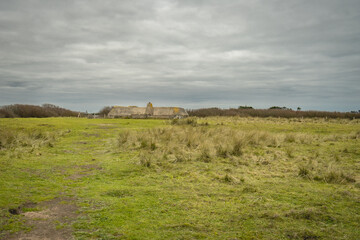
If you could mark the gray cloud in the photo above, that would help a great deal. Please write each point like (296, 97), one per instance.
(87, 54)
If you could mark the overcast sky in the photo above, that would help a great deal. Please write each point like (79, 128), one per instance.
(84, 55)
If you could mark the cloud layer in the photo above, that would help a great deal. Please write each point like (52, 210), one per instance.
(87, 54)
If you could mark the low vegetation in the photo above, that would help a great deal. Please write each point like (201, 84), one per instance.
(283, 112)
(194, 178)
(27, 111)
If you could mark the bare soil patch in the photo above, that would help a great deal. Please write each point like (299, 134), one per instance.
(53, 221)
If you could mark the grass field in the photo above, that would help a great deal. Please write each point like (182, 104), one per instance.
(209, 178)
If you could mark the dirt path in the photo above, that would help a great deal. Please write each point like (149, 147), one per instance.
(52, 221)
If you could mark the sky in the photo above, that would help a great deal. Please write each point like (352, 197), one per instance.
(84, 55)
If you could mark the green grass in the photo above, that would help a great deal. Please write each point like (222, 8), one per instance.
(211, 178)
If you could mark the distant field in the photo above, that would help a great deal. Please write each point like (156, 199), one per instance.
(208, 178)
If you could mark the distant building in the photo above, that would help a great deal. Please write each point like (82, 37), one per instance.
(147, 112)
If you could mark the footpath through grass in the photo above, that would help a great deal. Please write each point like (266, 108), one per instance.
(211, 178)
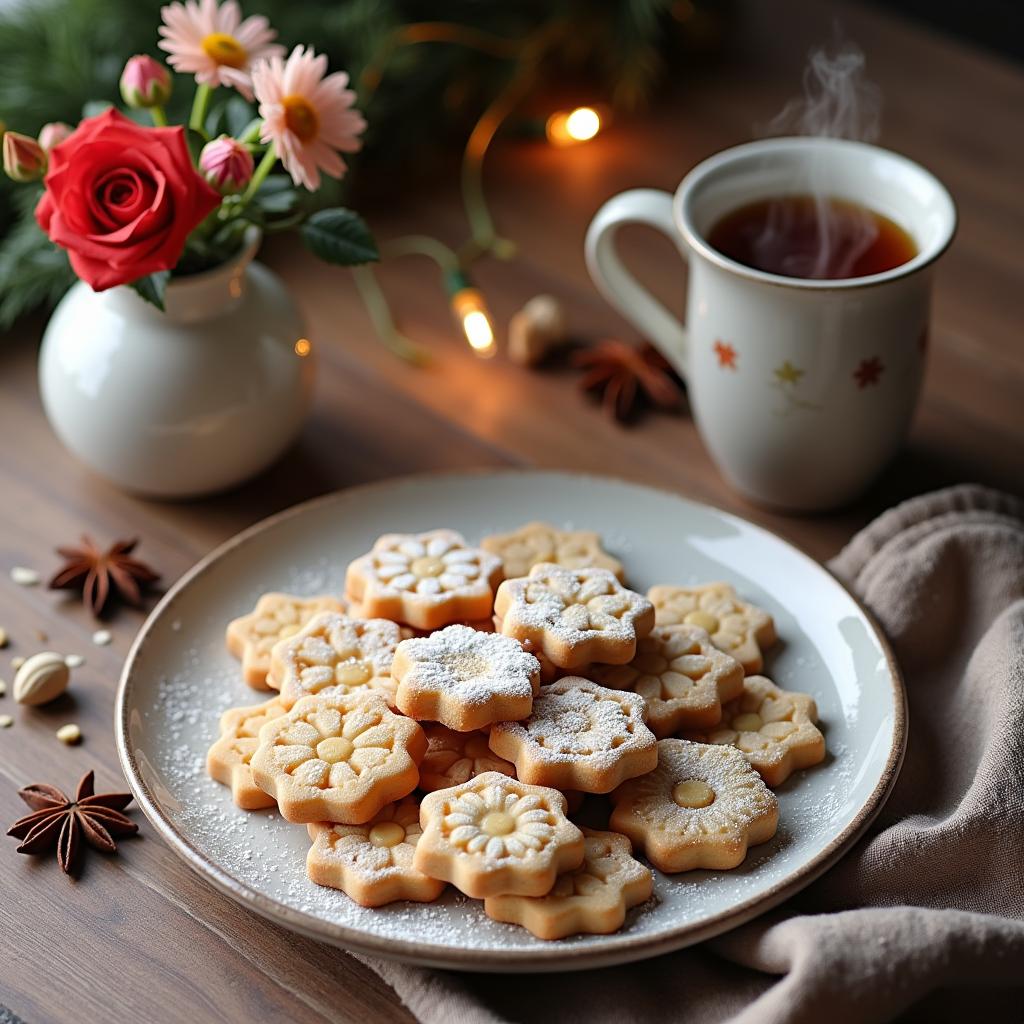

INSTRUCTIONS TO FOLLOW – Carry over the records between the line holding "If you could mark the distant field" and the end of the records, inclusive, requests and all, adding 33 to every number in the answer coordinates. Leave the pictures out.

RESULT –
If you could mark the distant field in the photo above, that would help a great deal. Please write each point like (156, 199), one per instance.
(241, 211)
If you could mark the distant building in the photo above, that would help a great deal. Please write each point like (82, 37), one per instance.
(180, 145)
If you could mark the footpath through grass in the photo above, that would help a great deal. Please write each point like (266, 108), one per instance.
(244, 211)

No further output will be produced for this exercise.